---------- DATA EXCERPTS ----------

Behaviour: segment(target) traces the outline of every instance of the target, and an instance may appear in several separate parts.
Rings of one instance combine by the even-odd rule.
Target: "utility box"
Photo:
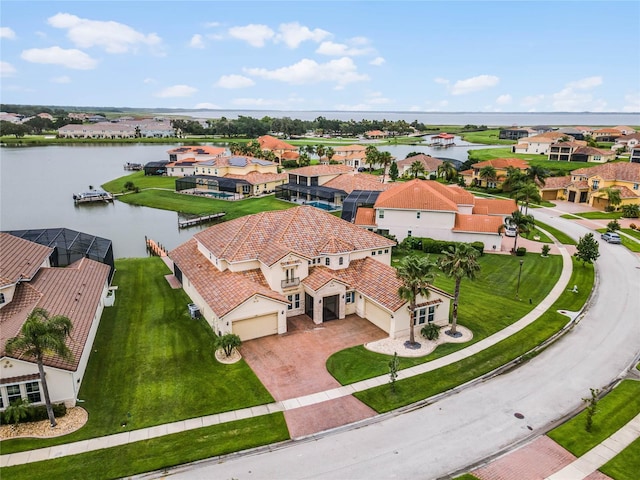
[[[187,308],[189,308],[191,318],[200,318],[200,308],[195,303],[190,303]]]

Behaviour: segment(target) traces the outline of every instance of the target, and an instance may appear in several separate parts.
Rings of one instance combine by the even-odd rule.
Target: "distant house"
[[[395,242],[320,209],[299,206],[237,218],[196,233],[169,253],[174,273],[218,335],[244,341],[356,314],[391,338],[407,335],[407,302],[390,266]],[[448,322],[451,295],[429,287],[416,324]]]
[[[355,224],[398,241],[413,236],[482,242],[493,251],[502,245],[500,226],[517,208],[514,200],[475,198],[456,185],[416,179],[380,193],[372,208],[358,208]]]
[[[44,357],[52,402],[74,406],[109,290],[109,265],[80,258],[66,268],[52,267],[54,249],[0,233],[0,410],[24,398],[44,402],[35,359],[5,350],[34,308],[64,315],[72,324],[67,346],[71,360]]]

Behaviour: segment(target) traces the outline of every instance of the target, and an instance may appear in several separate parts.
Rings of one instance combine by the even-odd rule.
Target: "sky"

----------

Rewrite all the lines above, changing "separate parts" to "disconnected pieces" and keeping everything else the same. Omit the pictures from your answer.

● **ANSWER TO THE EXERCISE**
Behaviour: segment(target) traces the outline of every instance of the target, and an instance may appear in several disconnected pieces.
Rings of one instance combine by the even-odd rule.
Target: "utility box"
Photo:
[[[187,308],[189,308],[191,318],[200,318],[200,308],[195,303],[190,303]]]

Behaviour: segment(target) traces the outline of every instance of the target, and an instance may appear in several disconnected pieces.
Rings of one instance combine by the even-odd rule.
Target: "distant house"
[[[395,242],[320,209],[299,206],[237,218],[196,233],[169,253],[174,273],[218,335],[244,341],[356,314],[391,338],[407,335],[407,302],[390,266]],[[448,322],[451,295],[429,287],[416,324]]]
[[[355,224],[398,241],[413,236],[482,242],[493,251],[502,245],[500,226],[517,208],[514,200],[475,198],[456,185],[416,179],[380,193],[372,208],[358,208]]]
[[[44,357],[52,402],[74,406],[109,290],[109,265],[80,258],[66,268],[52,267],[54,249],[0,233],[0,410],[24,398],[44,402],[35,359],[5,350],[34,308],[64,315],[72,324],[67,346],[71,360]]]

Behaviour: segment(target) traces the outline of every instance of the target, and an instance may appear in several disconnected pieces.
Rings of one instance combine by the even-odd rule.
Target: "sky"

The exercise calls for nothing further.